#### Entries provided ####
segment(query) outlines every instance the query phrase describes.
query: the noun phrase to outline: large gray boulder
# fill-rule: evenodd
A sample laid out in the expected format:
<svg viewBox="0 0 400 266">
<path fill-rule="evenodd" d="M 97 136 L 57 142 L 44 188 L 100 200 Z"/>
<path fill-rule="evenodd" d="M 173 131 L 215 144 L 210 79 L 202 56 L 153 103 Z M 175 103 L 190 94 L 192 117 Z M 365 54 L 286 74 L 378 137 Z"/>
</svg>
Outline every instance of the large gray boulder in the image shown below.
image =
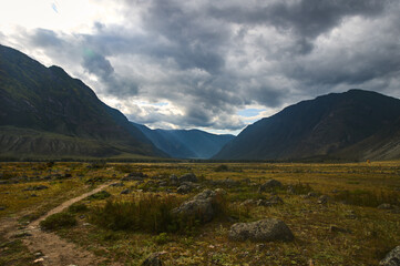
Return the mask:
<svg viewBox="0 0 400 266">
<path fill-rule="evenodd" d="M 386 257 L 380 260 L 382 266 L 400 266 L 400 246 L 394 247 Z"/>
<path fill-rule="evenodd" d="M 213 207 L 215 196 L 216 192 L 205 190 L 192 200 L 184 202 L 180 207 L 174 208 L 172 214 L 183 217 L 196 217 L 203 223 L 211 222 L 215 216 Z"/>
<path fill-rule="evenodd" d="M 230 241 L 274 242 L 293 241 L 295 237 L 289 227 L 280 219 L 266 218 L 253 223 L 237 223 L 230 227 Z"/>
<path fill-rule="evenodd" d="M 163 262 L 160 259 L 160 253 L 151 254 L 143 263 L 142 266 L 163 266 Z"/>
</svg>

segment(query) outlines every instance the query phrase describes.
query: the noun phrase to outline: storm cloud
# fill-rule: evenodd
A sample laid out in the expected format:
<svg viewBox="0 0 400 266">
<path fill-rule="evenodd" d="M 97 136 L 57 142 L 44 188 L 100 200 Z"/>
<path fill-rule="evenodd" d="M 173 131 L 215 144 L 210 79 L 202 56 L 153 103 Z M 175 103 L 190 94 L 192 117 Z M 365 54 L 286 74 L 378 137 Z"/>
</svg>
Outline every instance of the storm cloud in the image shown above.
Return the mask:
<svg viewBox="0 0 400 266">
<path fill-rule="evenodd" d="M 95 16 L 85 30 L 0 27 L 0 37 L 152 127 L 235 132 L 249 121 L 243 110 L 352 88 L 400 96 L 398 1 L 92 3 L 115 20 Z"/>
</svg>

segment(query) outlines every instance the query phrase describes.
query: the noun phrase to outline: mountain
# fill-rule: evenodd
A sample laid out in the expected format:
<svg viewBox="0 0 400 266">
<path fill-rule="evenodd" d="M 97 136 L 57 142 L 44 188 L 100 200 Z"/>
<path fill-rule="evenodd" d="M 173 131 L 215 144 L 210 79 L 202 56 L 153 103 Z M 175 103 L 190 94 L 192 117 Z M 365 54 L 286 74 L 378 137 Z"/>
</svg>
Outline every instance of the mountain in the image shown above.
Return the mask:
<svg viewBox="0 0 400 266">
<path fill-rule="evenodd" d="M 117 110 L 59 66 L 0 45 L 0 154 L 165 156 Z"/>
<path fill-rule="evenodd" d="M 400 100 L 350 90 L 299 102 L 257 121 L 218 160 L 400 158 Z"/>
<path fill-rule="evenodd" d="M 235 137 L 199 130 L 151 130 L 142 124 L 132 124 L 140 129 L 156 147 L 176 158 L 209 158 Z"/>
</svg>

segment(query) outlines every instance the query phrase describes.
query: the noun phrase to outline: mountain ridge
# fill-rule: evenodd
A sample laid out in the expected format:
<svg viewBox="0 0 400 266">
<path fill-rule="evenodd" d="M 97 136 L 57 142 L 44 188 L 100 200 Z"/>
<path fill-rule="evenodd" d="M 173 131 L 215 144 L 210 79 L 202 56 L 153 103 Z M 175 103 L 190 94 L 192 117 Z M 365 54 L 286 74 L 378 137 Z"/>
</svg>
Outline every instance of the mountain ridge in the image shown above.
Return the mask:
<svg viewBox="0 0 400 266">
<path fill-rule="evenodd" d="M 382 143 L 389 141 L 383 140 L 383 134 L 379 132 L 384 129 L 398 132 L 400 126 L 393 123 L 399 116 L 398 99 L 359 89 L 330 93 L 301 101 L 255 122 L 225 145 L 214 158 L 300 160 L 339 156 L 363 160 L 371 153 L 362 151 L 361 146 L 349 150 L 351 154 L 341 150 L 375 134 L 381 135 L 379 141 Z M 371 158 L 396 158 L 399 155 L 375 154 Z"/>
<path fill-rule="evenodd" d="M 81 80 L 3 45 L 0 127 L 1 155 L 166 156 Z"/>
<path fill-rule="evenodd" d="M 151 130 L 145 125 L 133 123 L 153 144 L 176 158 L 211 158 L 228 141 L 229 134 L 212 134 L 201 130 Z"/>
</svg>

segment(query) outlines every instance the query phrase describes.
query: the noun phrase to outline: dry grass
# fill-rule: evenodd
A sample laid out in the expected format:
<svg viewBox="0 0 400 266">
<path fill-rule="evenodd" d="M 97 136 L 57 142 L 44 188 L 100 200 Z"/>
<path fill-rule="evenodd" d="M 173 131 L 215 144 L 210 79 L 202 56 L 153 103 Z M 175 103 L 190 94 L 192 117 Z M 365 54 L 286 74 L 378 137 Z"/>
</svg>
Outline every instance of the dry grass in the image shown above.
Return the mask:
<svg viewBox="0 0 400 266">
<path fill-rule="evenodd" d="M 163 252 L 165 265 L 308 265 L 312 259 L 315 265 L 377 265 L 379 260 L 400 243 L 400 214 L 377 209 L 381 203 L 399 204 L 400 162 L 372 162 L 358 164 L 269 164 L 254 163 L 225 164 L 224 171 L 215 171 L 220 164 L 189 163 L 136 163 L 111 164 L 102 167 L 86 167 L 80 163 L 55 163 L 52 171 L 70 172 L 72 177 L 63 183 L 54 181 L 27 182 L 22 184 L 0 185 L 1 204 L 10 204 L 6 213 L 17 214 L 21 209 L 37 208 L 49 203 L 58 193 L 82 193 L 83 184 L 92 180 L 100 184 L 110 180 L 120 180 L 130 172 L 143 172 L 152 176 L 177 176 L 193 172 L 207 180 L 232 178 L 240 181 L 239 187 L 224 187 L 227 191 L 228 204 L 237 207 L 247 198 L 268 198 L 268 193 L 257 194 L 257 185 L 269 178 L 280 181 L 285 186 L 276 193 L 284 204 L 266 207 L 252 205 L 240 219 L 256 221 L 265 217 L 277 217 L 288 224 L 295 234 L 291 243 L 236 243 L 227 239 L 227 232 L 234 222 L 215 219 L 212 223 L 196 227 L 189 234 L 170 232 L 164 235 L 148 233 L 146 229 L 112 231 L 104 226 L 83 225 L 89 222 L 85 213 L 83 219 L 80 213 L 74 214 L 78 226 L 59 229 L 58 234 L 86 247 L 98 255 L 106 256 L 125 263 L 140 265 L 153 252 Z M 31 170 L 40 168 L 40 170 Z M 1 164 L 0 171 L 24 172 L 28 176 L 38 172 L 44 175 L 48 165 L 42 164 Z M 10 176 L 8 174 L 8 176 Z M 14 176 L 11 176 L 12 178 Z M 249 178 L 249 182 L 245 180 Z M 163 180 L 163 177 L 161 178 Z M 156 183 L 160 178 L 146 178 Z M 53 182 L 53 183 L 52 183 Z M 38 198 L 24 200 L 22 188 L 28 185 L 44 184 L 49 190 L 40 191 Z M 203 182 L 202 188 L 207 186 Z M 145 185 L 145 184 L 144 184 Z M 137 182 L 125 182 L 124 187 L 110 187 L 110 201 L 132 202 L 144 194 L 160 200 L 176 196 L 180 201 L 192 195 L 175 194 L 176 187 L 154 186 L 155 192 L 139 192 L 144 185 Z M 287 193 L 286 187 L 295 187 L 295 194 Z M 124 188 L 133 193 L 120 195 Z M 172 193 L 168 193 L 168 191 Z M 327 205 L 317 203 L 317 197 L 305 198 L 298 194 L 314 191 L 327 194 L 331 201 Z M 3 194 L 2 192 L 10 192 Z M 14 201 L 14 204 L 11 202 Z M 38 201 L 38 202 L 35 202 Z M 107 200 L 84 200 L 88 212 L 102 208 Z M 342 202 L 346 202 L 343 204 Z M 1 211 L 4 212 L 4 211 Z M 330 232 L 336 225 L 347 233 Z M 154 231 L 153 231 L 154 232 Z M 156 231 L 158 232 L 158 231 Z"/>
</svg>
####
[Given task]:
Extract each line of the data above that contains the string "grass", with matching treated as case-sensitive.

[Expected answer]:
query: the noun phrase to outline: dry grass
Outline every instance of the dry grass in the image shown above.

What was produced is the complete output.